--- ABOUT THIS EXERCISE ---
Across the entries below, the lines containing "trunk" should be counted and only their number returned.

[Region pointing data]
--

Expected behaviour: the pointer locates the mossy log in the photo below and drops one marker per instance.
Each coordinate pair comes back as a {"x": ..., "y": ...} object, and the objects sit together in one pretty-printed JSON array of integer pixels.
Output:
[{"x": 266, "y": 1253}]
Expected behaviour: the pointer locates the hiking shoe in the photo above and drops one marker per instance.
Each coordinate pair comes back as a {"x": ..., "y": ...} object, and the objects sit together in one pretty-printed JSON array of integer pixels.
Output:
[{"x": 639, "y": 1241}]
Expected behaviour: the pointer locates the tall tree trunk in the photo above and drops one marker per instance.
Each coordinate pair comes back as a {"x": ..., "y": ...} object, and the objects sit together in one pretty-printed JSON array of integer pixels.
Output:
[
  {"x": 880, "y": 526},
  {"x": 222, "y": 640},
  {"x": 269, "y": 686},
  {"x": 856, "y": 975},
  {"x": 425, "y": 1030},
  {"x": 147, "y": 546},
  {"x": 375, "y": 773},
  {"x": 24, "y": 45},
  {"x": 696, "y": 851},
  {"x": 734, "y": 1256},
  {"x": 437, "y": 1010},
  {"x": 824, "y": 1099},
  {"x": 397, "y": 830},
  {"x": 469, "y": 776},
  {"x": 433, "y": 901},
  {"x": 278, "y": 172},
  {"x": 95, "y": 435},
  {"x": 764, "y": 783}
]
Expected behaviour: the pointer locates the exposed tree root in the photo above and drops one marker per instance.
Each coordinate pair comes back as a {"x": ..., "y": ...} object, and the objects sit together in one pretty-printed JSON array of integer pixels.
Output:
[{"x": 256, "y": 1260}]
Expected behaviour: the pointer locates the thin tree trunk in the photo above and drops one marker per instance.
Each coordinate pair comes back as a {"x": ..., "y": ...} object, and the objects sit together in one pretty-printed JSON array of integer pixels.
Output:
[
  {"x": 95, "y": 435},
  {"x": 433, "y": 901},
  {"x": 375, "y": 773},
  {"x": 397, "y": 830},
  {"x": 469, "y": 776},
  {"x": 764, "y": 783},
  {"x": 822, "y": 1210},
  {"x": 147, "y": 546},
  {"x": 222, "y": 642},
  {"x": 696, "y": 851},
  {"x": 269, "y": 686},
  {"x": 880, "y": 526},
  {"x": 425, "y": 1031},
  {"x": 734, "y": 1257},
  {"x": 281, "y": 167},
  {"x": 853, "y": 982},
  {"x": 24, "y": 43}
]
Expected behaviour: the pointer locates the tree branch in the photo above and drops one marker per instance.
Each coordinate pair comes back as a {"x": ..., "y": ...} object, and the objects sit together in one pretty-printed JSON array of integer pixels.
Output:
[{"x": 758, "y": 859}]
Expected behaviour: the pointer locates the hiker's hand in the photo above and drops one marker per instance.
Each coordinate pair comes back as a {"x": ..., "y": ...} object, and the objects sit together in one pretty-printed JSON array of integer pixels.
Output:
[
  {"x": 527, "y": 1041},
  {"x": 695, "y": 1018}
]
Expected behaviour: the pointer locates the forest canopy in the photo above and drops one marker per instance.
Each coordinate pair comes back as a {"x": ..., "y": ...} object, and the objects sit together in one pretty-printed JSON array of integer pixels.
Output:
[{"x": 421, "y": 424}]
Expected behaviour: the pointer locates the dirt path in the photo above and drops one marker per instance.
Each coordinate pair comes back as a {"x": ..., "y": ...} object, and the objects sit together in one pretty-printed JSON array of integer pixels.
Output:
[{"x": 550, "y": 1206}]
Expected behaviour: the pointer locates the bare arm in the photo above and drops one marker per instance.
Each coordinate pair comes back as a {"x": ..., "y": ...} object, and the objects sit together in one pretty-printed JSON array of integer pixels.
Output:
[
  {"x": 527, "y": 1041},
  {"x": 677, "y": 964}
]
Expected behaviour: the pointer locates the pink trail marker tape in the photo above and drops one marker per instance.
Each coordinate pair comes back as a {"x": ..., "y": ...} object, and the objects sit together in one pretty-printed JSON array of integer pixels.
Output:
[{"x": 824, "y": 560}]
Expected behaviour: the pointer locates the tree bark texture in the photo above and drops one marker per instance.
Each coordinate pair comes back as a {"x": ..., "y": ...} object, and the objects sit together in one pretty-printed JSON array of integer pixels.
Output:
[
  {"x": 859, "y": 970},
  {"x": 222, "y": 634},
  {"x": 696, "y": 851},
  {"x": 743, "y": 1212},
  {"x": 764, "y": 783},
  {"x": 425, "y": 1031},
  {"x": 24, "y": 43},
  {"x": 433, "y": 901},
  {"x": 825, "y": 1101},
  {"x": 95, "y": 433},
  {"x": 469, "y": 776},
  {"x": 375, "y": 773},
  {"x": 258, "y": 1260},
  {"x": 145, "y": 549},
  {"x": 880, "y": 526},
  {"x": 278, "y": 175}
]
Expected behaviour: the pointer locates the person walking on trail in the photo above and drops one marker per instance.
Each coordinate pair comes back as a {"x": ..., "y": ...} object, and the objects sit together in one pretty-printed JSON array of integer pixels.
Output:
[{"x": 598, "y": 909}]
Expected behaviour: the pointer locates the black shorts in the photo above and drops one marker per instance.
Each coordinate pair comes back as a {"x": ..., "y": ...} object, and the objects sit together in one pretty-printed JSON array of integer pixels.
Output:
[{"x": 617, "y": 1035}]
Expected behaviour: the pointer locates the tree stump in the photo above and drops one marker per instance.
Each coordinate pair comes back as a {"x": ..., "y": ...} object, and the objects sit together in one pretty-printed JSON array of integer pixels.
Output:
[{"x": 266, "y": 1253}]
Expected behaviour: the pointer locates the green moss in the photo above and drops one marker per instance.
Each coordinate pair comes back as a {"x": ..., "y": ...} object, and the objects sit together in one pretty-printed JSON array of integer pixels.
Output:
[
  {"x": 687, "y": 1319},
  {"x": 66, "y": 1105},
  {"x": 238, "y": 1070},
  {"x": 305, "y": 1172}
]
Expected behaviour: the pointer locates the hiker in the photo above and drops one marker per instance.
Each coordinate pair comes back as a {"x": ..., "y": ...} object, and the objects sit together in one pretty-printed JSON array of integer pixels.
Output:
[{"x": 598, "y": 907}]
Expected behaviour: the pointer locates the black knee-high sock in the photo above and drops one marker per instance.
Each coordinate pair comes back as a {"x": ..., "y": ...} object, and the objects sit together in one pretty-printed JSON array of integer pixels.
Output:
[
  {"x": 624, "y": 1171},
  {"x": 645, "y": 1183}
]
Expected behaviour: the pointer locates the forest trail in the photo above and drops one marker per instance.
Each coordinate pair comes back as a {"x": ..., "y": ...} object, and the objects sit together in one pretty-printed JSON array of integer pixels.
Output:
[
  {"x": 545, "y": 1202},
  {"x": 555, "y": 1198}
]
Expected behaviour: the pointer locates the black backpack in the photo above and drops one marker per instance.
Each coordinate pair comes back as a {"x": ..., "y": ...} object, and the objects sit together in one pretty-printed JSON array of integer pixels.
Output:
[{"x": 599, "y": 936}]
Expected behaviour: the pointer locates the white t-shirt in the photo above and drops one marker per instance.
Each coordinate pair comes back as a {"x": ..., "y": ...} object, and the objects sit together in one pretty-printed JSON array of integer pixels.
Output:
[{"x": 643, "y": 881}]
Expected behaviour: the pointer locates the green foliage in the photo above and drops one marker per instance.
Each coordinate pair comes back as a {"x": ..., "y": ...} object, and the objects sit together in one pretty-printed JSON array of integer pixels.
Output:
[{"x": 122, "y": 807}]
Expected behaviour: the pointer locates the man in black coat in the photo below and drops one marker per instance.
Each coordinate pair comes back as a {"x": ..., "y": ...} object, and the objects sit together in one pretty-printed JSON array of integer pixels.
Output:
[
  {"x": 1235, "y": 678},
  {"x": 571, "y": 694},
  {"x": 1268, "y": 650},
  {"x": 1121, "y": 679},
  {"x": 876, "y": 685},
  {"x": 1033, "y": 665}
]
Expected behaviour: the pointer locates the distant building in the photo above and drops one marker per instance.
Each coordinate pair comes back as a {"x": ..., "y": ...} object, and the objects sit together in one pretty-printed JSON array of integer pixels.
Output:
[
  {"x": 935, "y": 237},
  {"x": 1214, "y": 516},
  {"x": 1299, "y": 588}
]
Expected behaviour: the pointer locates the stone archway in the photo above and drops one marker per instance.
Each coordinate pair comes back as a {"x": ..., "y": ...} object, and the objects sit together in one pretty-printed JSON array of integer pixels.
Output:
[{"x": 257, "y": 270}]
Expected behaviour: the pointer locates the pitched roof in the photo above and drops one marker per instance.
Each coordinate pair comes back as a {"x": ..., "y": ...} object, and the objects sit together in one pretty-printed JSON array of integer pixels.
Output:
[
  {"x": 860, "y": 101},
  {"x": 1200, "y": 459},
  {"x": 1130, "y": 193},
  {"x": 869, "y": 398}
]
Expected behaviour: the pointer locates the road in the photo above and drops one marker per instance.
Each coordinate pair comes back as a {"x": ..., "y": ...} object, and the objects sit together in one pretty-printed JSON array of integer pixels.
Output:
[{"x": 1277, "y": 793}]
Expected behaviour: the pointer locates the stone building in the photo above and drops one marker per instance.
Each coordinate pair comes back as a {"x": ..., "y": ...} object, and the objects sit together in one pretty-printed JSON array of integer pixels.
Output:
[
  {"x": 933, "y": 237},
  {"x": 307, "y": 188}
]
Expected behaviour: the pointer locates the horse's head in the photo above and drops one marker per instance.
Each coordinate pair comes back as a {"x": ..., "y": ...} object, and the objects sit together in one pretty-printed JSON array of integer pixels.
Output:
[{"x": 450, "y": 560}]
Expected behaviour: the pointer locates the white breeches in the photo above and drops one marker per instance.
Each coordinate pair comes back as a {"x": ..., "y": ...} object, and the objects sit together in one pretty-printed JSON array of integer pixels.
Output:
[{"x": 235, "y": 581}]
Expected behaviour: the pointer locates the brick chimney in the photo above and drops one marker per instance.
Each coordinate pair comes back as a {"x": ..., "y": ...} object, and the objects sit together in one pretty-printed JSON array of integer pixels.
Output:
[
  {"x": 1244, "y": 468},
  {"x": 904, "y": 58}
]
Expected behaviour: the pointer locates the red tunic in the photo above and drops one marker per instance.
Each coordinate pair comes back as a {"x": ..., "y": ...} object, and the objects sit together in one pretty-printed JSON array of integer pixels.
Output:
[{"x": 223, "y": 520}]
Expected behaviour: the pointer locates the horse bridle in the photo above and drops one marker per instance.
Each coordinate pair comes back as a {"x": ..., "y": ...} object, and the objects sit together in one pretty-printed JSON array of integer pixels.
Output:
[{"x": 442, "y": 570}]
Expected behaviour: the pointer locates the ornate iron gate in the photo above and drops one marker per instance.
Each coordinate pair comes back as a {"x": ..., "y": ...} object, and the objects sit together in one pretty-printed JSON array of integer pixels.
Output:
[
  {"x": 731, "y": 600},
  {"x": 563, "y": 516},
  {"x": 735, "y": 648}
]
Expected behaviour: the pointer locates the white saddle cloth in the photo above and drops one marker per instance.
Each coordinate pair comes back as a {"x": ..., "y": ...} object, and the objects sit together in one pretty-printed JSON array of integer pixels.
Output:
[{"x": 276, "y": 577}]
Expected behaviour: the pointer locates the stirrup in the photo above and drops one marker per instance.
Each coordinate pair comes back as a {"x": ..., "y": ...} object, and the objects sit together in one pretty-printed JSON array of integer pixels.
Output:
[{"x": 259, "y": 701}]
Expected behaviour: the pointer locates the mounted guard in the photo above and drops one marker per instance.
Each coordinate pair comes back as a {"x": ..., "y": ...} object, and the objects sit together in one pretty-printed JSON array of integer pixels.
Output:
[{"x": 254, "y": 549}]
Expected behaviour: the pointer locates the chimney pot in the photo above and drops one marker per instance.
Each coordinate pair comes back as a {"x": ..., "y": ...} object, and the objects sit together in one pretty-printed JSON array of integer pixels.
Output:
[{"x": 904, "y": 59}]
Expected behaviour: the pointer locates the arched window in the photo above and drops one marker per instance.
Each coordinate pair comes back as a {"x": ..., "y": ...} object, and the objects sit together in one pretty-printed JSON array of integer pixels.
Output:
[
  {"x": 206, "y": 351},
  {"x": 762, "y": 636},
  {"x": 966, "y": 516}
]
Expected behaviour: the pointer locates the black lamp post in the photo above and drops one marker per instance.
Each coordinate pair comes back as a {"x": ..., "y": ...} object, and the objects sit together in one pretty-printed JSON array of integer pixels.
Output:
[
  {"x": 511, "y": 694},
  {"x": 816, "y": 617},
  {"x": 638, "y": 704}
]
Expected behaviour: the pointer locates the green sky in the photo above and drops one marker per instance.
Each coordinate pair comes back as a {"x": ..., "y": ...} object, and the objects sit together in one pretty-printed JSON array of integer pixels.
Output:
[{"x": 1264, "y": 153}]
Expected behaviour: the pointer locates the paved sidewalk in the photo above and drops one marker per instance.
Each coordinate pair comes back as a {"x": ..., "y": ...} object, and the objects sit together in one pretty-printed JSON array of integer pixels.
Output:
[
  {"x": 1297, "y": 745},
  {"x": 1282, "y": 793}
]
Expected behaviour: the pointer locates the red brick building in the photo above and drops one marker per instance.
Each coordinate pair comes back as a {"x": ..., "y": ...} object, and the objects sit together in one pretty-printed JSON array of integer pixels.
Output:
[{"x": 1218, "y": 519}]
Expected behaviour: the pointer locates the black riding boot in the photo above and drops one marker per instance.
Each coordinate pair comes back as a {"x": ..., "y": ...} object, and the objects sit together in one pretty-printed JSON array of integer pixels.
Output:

--

--- RESULT OF THE TASK ---
2